**Assignment**: The answer must be the full listing, repeated word for word.

**The data**:
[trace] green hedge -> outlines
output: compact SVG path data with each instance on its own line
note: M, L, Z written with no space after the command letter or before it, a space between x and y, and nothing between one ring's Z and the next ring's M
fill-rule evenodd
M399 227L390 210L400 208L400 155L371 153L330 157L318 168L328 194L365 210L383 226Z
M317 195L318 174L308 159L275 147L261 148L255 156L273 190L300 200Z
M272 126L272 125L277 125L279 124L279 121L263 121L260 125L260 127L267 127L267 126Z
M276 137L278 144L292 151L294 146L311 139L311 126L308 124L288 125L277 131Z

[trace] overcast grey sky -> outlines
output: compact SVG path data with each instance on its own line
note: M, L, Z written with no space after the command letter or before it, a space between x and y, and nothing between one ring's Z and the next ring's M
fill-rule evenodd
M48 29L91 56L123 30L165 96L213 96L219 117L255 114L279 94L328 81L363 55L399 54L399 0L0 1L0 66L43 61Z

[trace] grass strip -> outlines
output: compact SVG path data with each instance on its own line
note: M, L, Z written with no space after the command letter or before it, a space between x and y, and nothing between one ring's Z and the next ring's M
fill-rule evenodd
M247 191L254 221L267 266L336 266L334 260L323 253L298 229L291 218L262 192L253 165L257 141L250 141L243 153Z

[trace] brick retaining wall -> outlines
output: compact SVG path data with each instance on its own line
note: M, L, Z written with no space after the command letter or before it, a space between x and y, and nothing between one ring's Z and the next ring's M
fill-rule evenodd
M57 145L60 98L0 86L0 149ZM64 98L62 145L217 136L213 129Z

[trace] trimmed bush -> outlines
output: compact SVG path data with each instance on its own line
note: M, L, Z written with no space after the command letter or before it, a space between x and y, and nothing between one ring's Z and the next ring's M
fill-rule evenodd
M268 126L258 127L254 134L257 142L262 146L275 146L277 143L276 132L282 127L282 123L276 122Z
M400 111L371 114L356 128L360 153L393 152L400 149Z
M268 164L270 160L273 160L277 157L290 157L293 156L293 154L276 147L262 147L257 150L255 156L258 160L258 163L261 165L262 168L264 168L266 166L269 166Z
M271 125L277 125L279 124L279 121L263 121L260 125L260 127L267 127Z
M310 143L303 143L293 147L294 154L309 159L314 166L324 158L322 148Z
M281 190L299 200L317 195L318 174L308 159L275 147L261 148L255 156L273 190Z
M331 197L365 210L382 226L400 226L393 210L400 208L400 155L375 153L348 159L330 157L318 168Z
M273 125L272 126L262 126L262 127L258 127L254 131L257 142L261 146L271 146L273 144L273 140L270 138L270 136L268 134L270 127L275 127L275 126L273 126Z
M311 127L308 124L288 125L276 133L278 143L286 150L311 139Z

**Expected answer**:
[trace] green hedge -> outlines
output: compact SVG path data with each instance on its own line
note: M, L, Z written with no space after the command letter or before it, a space between x and y, and nothing between one ring's Z and the next ring's M
fill-rule evenodd
M399 227L390 210L400 208L400 155L371 153L330 157L318 168L328 194L365 210L383 226Z
M317 195L318 174L308 159L275 147L261 148L255 156L273 190L300 200Z
M272 126L272 125L277 125L279 124L279 121L263 121L260 125L260 127L267 127L267 126Z
M276 137L278 144L292 151L294 146L311 139L311 126L308 124L288 125L277 131Z

[trace] overcast grey sky -> outlines
output: compact SVG path data with each instance on its own line
note: M, L, Z written with no space after the command letter or before it, a space between x and y, and nothing between one ring's Z and the next ring's M
fill-rule evenodd
M48 29L91 56L123 30L165 96L213 96L219 117L255 114L279 94L328 81L363 55L399 54L399 0L0 1L0 66L43 61Z

[trace] grass strip -> outlines
output: compact SVG path data with each instance on its own line
note: M, L, Z written with no space after the command letter or before it, a space between x and y, and nothing between one ring's Z and the next ring's M
fill-rule evenodd
M247 191L254 221L267 266L336 266L334 260L323 253L298 229L291 218L262 192L253 165L257 141L250 141L243 153Z

[trace] brick retaining wall -> outlines
output: compact SVG path data with each instance on its own line
note: M, L, Z written with no space after the command letter or before it, a space between x and y, and nothing between one ring's Z and the next ring's M
fill-rule evenodd
M57 145L60 98L0 86L0 149ZM64 98L62 145L217 136L213 129Z

[trace] trimmed bush -> outlines
output: compact SVG path data with each instance on its own line
note: M, L, Z written with no space after the command letter or before it, a space between x and y, and nothing between one ring's Z and the next ring's M
fill-rule evenodd
M268 126L258 127L254 134L257 142L262 146L275 146L277 143L276 132L282 127L282 123L276 122Z
M400 111L371 114L356 128L360 153L393 152L400 149Z
M268 164L270 160L273 160L277 157L290 157L293 156L293 154L276 147L262 147L257 150L255 156L258 160L258 163L261 165L262 168L264 168L266 166L269 166Z
M271 125L277 125L279 124L279 121L263 121L260 125L260 127L267 127Z
M310 143L303 143L293 147L294 154L309 159L314 166L324 158L322 148Z
M281 190L299 200L317 195L318 174L308 159L275 147L261 148L255 156L273 190Z
M331 197L365 210L382 226L400 226L393 210L400 208L400 155L375 153L348 159L330 157L318 168Z
M273 125L272 126L262 126L262 127L258 127L254 131L257 142L261 146L271 146L273 144L273 140L270 138L270 136L268 134L270 127L275 127L275 126L273 126Z
M311 127L308 124L288 125L276 133L278 143L286 150L311 139Z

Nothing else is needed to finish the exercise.